-- START OF Material for this task --

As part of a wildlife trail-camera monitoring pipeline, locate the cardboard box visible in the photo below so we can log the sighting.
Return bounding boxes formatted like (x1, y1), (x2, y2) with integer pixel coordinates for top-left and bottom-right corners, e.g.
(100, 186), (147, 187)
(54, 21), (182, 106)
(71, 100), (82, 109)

-- END OF Material for this task --

■ Short problem ■
Rewrite the data entries above, replacing "cardboard box" with "wooden crate" and leaving everything else the same.

■ Task answer ■
As part of a wildlife trail-camera monitoring pipeline, locate the wooden crate visible in the photo below so we can log the sighting.
Return bounding boxes formatted like (x1, y1), (x2, y2) with integer pixel coordinates for top-left and bottom-right corners, e.g.
(100, 186), (147, 187)
(54, 21), (182, 106)
(71, 100), (82, 109)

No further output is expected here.